# Post Your Favourite Food



## Mashka (Mar 24, 2009)




----------



## HBas (Mar 25, 2009)

I Luuuvvvv Potatoes  

Anything and everything you can bake, fry or boil containing potatoes are always a winner ... FOR ME!

HB


----------



## briochick (Mar 25, 2009)

I like really enjoy a lot of foods but this is one of my favorites:


----------



## HBas (Mar 25, 2009)

Hey Briochick ... at the risk of sounding like an idiot ... WHAT IS THAT?
Looks nice 

HB


----------



## briochick (Mar 25, 2009)

HBas said:


> Hey Briochick ... at the risk of sounding like an idiot ... WHAT IS THAT?
> Looks nice
> 
> HB



You don't sound bad in any way. I imagine most people on the planet don't know what it is. Up until ten months ago I certainly didn't have any clue.

::::::::::

→ **EXERCISE TASKS**:
[1] Answer these questions from the favorite-food thread.
(a) On what date did Mashka post?
(b) Which three ways of cooking potatoes does HBas mention?
(c) How long ago, according to briochick, did she have no clue what the food was?
[2] Render this sentence from the favorite-food thread in Spanish: "I imagine most people on the planet don't know what it is."
[3] Write what comes next in the favorite-food thread, picking up after its final sentence.

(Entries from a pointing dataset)

::::::::::

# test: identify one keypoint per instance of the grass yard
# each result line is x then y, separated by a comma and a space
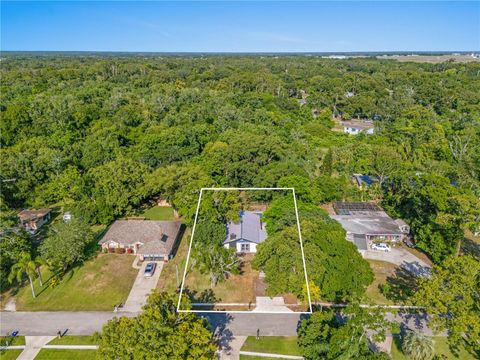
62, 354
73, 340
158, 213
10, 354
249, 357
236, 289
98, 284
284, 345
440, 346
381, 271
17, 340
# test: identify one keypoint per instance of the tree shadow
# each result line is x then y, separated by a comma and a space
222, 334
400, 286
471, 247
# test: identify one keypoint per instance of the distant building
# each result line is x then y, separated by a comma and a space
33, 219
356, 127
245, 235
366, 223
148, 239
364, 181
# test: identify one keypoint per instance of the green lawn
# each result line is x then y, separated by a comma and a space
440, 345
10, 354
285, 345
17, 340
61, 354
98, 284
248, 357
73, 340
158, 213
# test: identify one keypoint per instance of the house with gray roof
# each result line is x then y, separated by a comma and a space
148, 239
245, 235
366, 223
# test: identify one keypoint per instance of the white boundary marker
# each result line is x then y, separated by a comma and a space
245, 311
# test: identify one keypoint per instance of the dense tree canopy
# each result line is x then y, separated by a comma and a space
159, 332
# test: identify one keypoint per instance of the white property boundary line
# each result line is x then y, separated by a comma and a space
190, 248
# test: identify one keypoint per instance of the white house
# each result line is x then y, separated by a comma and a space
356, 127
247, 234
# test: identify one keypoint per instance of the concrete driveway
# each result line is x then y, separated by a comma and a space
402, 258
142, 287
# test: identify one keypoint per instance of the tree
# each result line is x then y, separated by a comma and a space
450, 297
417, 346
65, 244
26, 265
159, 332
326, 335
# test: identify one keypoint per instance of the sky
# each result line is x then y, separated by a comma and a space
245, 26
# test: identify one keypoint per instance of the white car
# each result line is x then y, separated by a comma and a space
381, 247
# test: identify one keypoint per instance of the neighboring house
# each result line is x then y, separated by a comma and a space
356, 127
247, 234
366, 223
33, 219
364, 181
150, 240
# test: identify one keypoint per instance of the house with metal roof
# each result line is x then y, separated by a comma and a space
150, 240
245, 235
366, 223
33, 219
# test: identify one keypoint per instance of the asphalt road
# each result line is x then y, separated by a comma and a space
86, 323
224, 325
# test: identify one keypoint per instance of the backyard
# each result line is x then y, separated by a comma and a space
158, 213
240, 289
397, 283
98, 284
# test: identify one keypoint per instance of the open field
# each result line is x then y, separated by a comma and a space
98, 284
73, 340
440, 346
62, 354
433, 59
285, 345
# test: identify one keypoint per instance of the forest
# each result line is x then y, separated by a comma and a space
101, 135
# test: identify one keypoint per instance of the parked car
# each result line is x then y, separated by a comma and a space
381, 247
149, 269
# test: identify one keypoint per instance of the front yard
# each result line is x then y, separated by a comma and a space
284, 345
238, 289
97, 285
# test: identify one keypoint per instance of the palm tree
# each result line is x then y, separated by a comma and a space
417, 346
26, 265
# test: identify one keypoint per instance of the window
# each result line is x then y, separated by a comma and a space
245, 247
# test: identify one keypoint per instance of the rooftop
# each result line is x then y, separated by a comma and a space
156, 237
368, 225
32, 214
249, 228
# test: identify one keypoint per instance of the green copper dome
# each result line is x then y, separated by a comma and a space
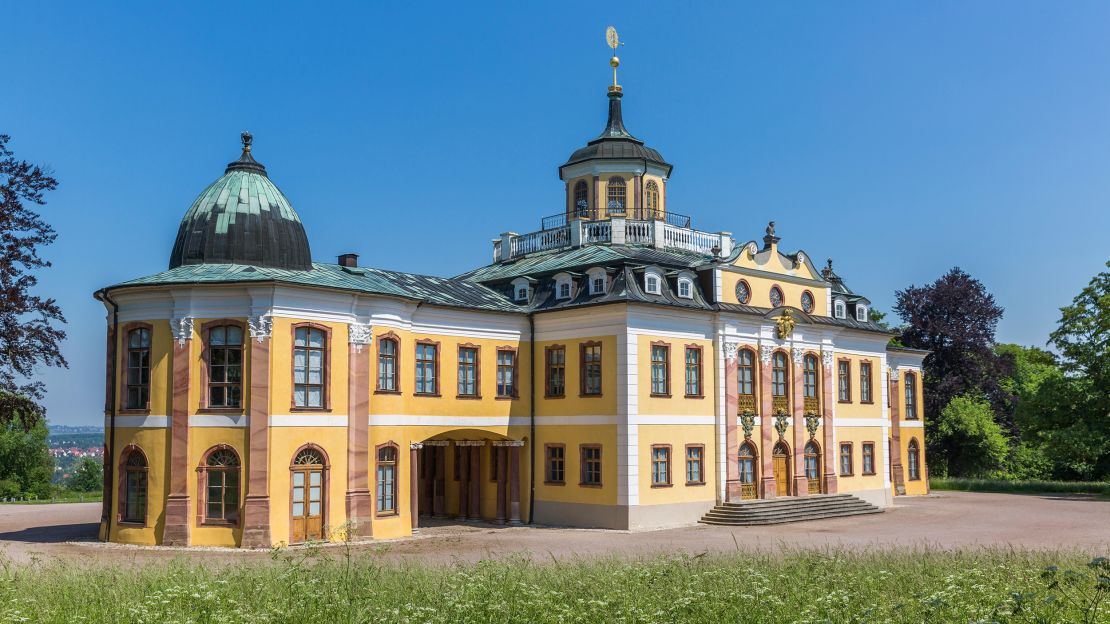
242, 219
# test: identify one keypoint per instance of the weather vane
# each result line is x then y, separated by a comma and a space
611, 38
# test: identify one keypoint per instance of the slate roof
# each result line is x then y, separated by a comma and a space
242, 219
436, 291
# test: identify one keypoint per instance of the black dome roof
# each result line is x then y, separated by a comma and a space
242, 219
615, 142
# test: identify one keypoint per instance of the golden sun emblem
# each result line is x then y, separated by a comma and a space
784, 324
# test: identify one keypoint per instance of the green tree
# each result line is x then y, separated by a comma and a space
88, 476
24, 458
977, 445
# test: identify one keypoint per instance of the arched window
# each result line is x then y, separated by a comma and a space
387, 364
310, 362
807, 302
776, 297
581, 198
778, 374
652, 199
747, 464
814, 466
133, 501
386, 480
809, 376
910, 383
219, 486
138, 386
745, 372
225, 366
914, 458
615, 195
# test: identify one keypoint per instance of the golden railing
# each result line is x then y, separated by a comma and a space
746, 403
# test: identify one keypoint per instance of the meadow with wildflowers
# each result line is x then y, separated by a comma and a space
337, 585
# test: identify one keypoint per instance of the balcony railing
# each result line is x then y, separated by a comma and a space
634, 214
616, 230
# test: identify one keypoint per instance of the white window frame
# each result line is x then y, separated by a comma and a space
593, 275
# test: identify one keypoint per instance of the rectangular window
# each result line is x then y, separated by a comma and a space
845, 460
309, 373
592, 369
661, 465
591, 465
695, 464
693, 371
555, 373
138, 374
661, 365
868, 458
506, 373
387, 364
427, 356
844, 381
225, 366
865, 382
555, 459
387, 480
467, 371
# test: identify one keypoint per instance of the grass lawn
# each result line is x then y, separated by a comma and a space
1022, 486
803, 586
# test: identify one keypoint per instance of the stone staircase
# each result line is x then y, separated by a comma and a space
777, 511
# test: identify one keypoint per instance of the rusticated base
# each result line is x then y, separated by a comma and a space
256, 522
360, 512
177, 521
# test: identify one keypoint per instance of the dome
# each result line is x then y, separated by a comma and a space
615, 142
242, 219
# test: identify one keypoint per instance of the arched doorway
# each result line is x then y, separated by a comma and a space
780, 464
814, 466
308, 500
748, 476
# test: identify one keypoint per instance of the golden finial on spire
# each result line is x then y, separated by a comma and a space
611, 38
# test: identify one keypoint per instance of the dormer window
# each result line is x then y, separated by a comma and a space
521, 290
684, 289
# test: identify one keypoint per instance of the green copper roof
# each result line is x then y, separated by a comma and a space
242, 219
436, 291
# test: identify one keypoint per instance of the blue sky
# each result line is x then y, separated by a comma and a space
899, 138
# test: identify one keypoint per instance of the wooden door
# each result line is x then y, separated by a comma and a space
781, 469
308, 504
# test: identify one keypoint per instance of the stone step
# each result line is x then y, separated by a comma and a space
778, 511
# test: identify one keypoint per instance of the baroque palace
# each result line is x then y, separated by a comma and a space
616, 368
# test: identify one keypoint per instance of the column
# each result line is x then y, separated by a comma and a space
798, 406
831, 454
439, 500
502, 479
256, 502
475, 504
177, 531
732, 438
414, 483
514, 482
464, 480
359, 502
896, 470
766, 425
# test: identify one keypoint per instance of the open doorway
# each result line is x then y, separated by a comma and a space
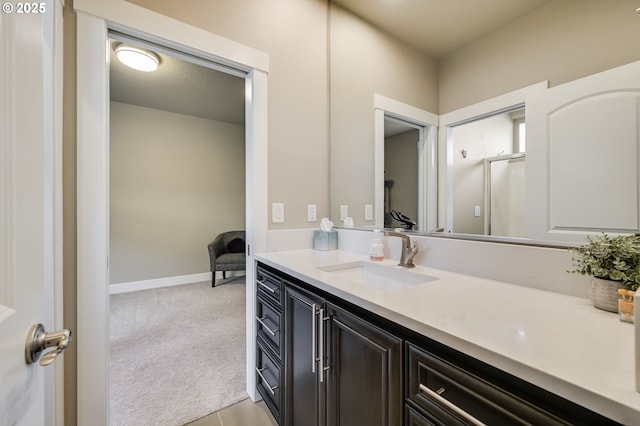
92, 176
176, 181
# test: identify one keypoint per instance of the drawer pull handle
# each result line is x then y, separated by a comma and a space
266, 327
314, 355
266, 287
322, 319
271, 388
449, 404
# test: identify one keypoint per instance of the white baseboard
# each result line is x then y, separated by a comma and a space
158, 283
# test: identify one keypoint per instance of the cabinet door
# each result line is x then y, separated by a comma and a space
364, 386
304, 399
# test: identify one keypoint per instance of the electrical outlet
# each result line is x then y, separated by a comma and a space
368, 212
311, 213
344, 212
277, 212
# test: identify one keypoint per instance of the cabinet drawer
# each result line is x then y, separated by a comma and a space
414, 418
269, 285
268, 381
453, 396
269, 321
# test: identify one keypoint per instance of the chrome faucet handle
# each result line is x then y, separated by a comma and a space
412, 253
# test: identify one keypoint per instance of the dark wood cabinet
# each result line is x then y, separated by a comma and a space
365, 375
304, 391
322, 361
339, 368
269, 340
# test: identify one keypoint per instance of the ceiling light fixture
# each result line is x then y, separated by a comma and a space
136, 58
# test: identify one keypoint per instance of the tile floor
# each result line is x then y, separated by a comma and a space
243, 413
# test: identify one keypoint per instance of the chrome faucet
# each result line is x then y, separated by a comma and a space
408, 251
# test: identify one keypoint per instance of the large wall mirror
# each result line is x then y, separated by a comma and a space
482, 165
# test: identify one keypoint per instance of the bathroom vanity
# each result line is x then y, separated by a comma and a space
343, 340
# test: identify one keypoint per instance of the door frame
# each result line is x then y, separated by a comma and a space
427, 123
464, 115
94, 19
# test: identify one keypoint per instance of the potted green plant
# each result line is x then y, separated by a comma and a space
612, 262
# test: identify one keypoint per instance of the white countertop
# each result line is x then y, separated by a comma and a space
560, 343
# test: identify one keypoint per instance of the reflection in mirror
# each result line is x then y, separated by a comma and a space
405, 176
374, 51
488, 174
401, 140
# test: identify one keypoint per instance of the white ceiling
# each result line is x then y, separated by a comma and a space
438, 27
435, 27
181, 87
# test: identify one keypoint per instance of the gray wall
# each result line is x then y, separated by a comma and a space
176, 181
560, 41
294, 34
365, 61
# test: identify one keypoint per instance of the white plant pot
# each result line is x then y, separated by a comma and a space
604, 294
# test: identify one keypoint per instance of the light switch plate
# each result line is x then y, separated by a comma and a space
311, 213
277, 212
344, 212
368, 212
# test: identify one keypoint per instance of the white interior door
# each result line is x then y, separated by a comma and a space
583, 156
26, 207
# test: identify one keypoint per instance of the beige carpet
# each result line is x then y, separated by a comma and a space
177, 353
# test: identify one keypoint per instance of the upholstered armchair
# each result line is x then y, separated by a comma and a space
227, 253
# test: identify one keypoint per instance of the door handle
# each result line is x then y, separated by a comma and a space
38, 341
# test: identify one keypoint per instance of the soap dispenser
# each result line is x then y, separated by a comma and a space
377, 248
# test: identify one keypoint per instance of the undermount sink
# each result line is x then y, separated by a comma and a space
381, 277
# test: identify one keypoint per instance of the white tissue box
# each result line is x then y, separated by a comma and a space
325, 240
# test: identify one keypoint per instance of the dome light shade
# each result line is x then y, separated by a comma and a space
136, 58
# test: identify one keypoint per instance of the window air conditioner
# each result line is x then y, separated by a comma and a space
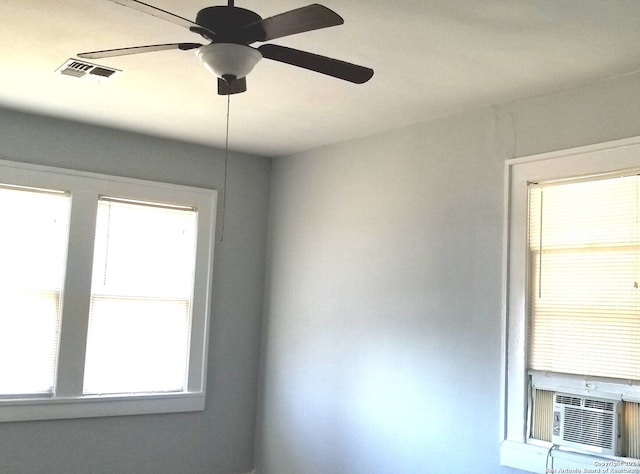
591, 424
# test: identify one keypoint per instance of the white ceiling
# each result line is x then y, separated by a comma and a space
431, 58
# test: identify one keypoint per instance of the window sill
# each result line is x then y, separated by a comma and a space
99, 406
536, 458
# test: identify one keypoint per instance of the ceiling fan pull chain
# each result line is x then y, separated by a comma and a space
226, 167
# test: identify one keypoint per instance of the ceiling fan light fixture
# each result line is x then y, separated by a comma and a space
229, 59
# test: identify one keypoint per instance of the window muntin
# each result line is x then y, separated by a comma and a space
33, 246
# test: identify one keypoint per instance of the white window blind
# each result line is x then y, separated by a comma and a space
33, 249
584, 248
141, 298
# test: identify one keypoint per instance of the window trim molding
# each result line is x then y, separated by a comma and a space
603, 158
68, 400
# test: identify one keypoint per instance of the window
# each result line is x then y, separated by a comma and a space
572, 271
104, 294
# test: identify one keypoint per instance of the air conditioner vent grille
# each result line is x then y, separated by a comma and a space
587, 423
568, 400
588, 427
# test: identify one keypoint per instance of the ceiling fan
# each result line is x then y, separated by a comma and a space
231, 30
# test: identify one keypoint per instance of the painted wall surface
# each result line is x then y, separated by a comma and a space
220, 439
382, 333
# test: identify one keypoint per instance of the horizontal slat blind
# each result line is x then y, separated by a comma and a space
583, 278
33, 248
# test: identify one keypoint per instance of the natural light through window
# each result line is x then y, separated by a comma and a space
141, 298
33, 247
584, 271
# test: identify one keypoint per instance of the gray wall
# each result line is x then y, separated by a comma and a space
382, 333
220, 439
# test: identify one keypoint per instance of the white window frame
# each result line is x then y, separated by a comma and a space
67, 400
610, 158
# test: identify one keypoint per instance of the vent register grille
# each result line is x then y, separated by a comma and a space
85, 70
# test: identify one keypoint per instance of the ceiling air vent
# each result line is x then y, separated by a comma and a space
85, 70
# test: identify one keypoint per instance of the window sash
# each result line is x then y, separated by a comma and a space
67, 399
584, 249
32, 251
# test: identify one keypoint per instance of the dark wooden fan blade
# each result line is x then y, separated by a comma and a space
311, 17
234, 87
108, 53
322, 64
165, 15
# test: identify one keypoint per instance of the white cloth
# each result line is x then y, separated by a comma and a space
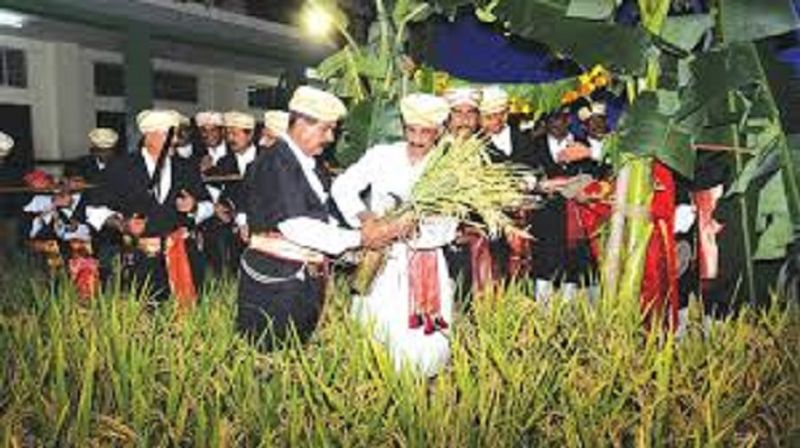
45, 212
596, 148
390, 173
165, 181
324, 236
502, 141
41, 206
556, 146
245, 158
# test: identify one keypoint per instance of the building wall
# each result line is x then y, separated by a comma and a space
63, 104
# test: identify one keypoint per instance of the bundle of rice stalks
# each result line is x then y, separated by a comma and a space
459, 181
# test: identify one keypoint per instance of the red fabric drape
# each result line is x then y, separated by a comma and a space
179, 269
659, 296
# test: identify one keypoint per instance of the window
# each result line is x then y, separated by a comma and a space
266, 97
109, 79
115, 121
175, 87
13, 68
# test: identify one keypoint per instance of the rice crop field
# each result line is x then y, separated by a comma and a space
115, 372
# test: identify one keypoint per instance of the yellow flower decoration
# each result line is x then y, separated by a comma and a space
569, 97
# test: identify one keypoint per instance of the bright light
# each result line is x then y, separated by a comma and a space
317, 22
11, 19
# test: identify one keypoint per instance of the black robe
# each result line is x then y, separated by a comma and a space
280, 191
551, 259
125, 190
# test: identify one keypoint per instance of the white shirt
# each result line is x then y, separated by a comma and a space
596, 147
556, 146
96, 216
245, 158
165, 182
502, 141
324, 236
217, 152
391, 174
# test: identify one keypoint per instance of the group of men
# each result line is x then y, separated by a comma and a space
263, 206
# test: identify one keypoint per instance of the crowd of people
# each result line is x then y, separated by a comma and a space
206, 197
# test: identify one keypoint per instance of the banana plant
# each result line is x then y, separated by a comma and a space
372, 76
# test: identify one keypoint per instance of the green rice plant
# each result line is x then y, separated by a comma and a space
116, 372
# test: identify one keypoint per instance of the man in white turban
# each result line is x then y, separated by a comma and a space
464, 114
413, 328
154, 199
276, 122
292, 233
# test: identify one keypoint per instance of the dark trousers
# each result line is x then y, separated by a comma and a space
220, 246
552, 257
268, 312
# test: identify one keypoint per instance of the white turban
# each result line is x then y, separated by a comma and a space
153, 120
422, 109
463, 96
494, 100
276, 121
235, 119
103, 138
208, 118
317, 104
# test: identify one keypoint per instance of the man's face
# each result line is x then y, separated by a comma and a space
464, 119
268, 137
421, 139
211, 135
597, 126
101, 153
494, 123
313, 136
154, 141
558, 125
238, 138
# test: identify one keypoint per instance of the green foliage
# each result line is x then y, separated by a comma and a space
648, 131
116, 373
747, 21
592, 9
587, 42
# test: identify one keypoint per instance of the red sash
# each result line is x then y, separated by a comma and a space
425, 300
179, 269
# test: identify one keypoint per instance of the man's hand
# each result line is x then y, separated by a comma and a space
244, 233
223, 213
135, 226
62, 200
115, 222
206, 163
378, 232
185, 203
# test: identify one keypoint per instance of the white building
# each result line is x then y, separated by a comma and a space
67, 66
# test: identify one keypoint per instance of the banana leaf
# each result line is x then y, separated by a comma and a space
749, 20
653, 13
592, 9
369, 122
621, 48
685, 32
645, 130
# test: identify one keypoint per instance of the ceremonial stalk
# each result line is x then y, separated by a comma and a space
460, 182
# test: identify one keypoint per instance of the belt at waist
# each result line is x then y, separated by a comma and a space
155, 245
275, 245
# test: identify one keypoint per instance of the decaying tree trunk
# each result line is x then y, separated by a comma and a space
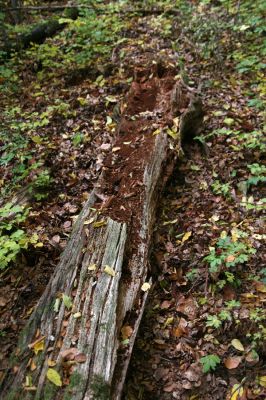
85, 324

::::::::::

→ **PER-TASK OUTPUTS**:
[1]
(a) Mar 24, 2009
(b) Bake, fry or boil
(c) Up until ten months ago

[2] Imagino que la mayoría de la gente del planeta no sabe qué es.

[3]
It's a native Korean dish generally called "bulgogi" which means "beef". What it actually is is a kind of hybrid between a beef stew and a crockpot. Now, I love what's called "dok-beggy-bulgogi" (which is the same thing as the picture but with rice instead of potatoes) but I couldn't find the exact picture so I put this up. It is very nice (in all its variations) and I'd recomend  you try it some time if you ever find an authentic Korean restaraunt and are in the mood for beef.


----------



## arlene (Mar 29, 2009)

yummy....:jiggy:


----------



## Jazzey (Mar 29, 2009)

Yummy - those are some of my favorites too Arlene.


----------



## HBas (Mar 30, 2009)

I am having a SLAB CHOCOLATE for breakfast and TODAY IS GOING TO BE THE BEST MONDAY EVER! 

You all made me so hungry!

Have a fab day too!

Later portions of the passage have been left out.